(Saved entries)
----------------------------------------

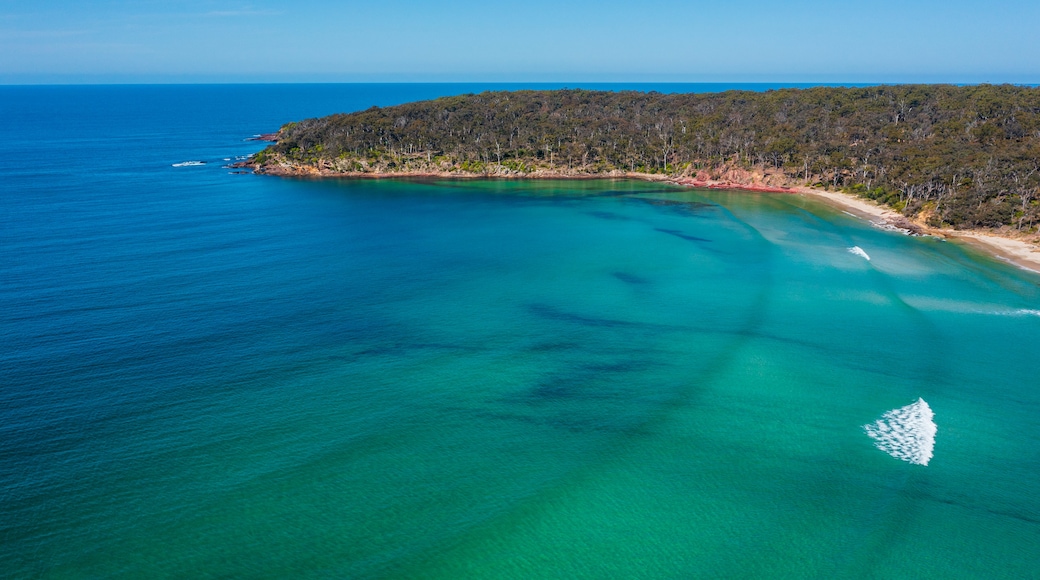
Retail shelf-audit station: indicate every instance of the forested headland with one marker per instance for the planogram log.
(951, 156)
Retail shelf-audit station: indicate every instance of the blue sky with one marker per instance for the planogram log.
(799, 41)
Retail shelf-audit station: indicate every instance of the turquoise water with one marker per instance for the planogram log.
(223, 375)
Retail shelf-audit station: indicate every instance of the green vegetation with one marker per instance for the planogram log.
(961, 156)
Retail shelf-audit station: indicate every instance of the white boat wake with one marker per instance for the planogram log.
(906, 433)
(859, 252)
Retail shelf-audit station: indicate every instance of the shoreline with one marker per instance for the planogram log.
(1019, 253)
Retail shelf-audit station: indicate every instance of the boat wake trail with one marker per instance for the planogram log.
(859, 252)
(906, 433)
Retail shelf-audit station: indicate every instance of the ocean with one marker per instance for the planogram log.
(206, 374)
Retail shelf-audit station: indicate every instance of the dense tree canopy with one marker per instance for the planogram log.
(966, 156)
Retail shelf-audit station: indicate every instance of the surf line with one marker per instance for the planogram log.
(906, 433)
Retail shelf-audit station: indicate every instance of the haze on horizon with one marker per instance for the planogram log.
(607, 41)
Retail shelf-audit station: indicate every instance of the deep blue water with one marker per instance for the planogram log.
(207, 374)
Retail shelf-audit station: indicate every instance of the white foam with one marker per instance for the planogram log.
(906, 433)
(859, 252)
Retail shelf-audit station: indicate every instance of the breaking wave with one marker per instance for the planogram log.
(906, 433)
(859, 252)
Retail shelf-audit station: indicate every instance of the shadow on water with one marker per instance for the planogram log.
(630, 279)
(680, 235)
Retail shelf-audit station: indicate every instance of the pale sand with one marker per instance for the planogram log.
(1023, 255)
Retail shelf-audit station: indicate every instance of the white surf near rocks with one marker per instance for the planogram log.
(858, 252)
(906, 433)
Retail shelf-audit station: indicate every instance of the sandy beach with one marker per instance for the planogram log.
(1019, 253)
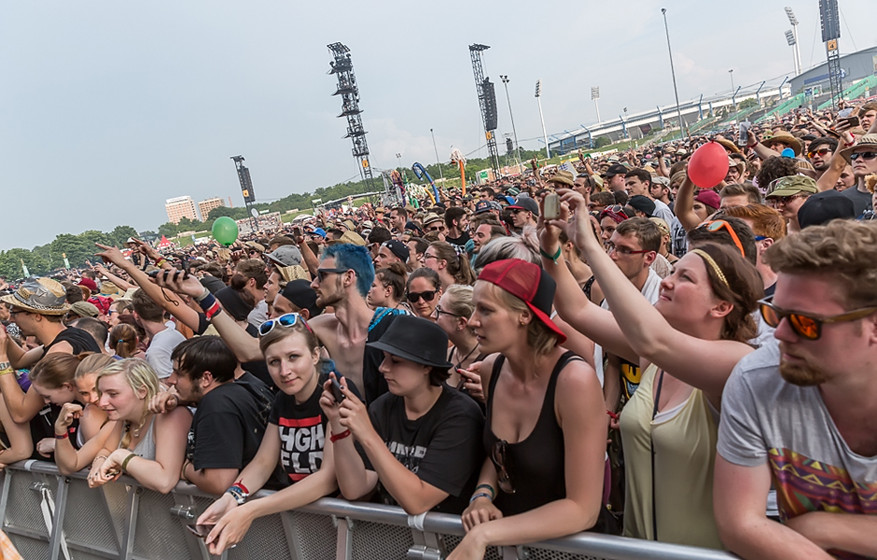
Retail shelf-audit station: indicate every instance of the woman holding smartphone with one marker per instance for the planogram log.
(292, 354)
(545, 434)
(418, 443)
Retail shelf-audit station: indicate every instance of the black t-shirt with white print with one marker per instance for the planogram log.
(442, 447)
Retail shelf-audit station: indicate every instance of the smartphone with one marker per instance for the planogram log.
(550, 207)
(743, 134)
(337, 392)
(853, 121)
(200, 531)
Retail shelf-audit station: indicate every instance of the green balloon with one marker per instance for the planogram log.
(225, 230)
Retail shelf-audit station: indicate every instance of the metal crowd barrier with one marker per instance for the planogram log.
(55, 517)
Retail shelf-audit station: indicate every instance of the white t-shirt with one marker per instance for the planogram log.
(766, 420)
(159, 352)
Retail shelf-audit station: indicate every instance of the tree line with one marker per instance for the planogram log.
(79, 248)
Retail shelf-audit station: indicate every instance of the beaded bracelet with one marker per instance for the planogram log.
(553, 257)
(489, 488)
(128, 460)
(480, 495)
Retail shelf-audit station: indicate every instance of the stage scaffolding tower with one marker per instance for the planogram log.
(342, 67)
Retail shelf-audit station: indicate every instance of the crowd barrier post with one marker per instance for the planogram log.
(48, 515)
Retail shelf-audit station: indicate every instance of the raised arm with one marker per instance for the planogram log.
(166, 299)
(20, 441)
(163, 473)
(244, 346)
(570, 301)
(705, 364)
(121, 283)
(738, 500)
(684, 207)
(579, 406)
(67, 457)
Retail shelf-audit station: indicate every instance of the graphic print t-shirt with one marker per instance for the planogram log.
(767, 420)
(443, 447)
(302, 428)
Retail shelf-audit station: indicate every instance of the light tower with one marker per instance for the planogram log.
(542, 117)
(246, 189)
(487, 103)
(342, 66)
(793, 42)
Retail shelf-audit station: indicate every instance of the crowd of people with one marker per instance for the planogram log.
(474, 354)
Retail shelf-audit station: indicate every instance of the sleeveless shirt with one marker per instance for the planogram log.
(685, 449)
(535, 464)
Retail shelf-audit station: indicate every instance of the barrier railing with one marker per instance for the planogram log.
(56, 517)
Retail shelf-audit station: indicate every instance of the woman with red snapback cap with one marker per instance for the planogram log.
(545, 433)
(686, 345)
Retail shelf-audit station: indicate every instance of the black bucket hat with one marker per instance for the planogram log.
(416, 339)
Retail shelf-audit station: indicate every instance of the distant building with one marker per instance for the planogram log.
(179, 208)
(854, 67)
(205, 206)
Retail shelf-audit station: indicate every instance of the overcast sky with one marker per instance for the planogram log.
(109, 108)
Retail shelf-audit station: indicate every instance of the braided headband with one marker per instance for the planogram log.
(709, 260)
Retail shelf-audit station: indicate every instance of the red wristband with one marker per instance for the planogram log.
(335, 437)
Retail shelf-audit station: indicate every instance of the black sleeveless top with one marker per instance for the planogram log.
(534, 465)
(80, 340)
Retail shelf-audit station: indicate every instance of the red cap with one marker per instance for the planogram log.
(528, 282)
(88, 283)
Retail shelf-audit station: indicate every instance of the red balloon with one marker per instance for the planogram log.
(708, 165)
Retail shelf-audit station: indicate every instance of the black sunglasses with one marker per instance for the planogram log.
(287, 320)
(427, 296)
(323, 272)
(867, 156)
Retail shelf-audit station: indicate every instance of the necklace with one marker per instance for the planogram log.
(466, 357)
(136, 431)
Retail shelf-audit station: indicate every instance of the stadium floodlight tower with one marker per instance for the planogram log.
(342, 67)
(487, 102)
(828, 15)
(246, 189)
(792, 38)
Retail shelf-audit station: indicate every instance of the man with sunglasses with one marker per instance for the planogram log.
(342, 281)
(863, 159)
(524, 211)
(799, 414)
(787, 194)
(819, 153)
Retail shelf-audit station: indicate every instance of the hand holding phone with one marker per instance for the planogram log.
(550, 207)
(337, 391)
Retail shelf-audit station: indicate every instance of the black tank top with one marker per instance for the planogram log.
(80, 340)
(534, 465)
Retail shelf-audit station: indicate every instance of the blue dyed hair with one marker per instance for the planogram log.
(355, 258)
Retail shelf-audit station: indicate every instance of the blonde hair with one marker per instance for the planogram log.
(94, 363)
(844, 251)
(460, 300)
(539, 337)
(139, 375)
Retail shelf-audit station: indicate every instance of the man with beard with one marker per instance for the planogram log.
(800, 414)
(343, 279)
(819, 153)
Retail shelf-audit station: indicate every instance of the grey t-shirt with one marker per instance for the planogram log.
(768, 420)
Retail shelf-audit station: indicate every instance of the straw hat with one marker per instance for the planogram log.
(42, 296)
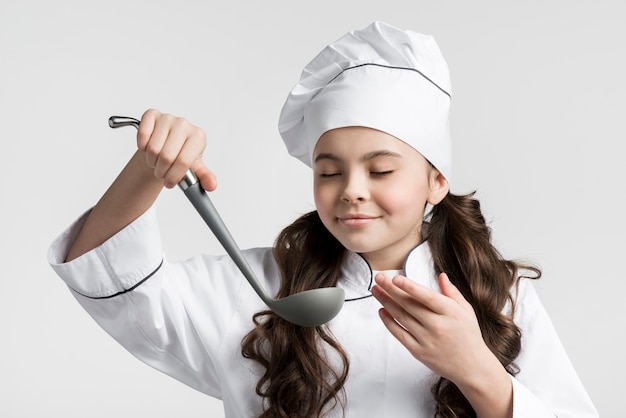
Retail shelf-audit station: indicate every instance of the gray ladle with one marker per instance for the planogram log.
(308, 309)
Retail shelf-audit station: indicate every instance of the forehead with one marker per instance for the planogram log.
(355, 141)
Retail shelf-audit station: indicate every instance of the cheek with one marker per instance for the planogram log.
(404, 198)
(322, 198)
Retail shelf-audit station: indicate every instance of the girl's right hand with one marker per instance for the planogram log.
(170, 146)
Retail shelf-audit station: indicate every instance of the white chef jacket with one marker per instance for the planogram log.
(187, 319)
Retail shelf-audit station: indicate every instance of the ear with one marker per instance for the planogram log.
(439, 187)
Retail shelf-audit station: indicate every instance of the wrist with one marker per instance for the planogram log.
(488, 388)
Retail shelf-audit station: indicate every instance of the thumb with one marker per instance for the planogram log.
(207, 179)
(448, 289)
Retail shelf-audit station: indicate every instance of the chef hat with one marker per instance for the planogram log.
(379, 77)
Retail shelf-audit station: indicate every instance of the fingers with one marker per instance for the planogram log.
(407, 293)
(172, 145)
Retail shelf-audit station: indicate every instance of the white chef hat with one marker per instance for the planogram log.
(379, 77)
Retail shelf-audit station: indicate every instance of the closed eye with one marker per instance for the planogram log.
(380, 173)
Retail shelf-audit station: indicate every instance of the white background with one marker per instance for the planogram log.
(538, 125)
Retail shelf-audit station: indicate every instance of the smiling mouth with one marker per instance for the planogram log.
(356, 220)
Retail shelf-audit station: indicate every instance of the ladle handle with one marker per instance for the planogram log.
(200, 200)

----------------------------------------

**SET TASK:**
Give exactly the lines from the one with "white chef hat" to the end of the entries, nothing before them.

**REPLY TO THE TASK:**
Retail shelf-audit station: indicate every instance of the white chef hat with one marker per instance for the planogram log.
(379, 77)
Retail shelf-audit station: indicate every instance of the closed eye with one marker per instance for the planogram log.
(380, 173)
Retail shelf-audit station: indicate every instance of the white background with one marker per instance for the planogram log.
(538, 125)
Retail shelf-audit station: indicate every instance of the smiling mouth with one marker per instance for the planogram log.
(356, 220)
Retail shelf-audit station: indicate every instance of the ladle handle with one marker per instance for the planogram log.
(200, 200)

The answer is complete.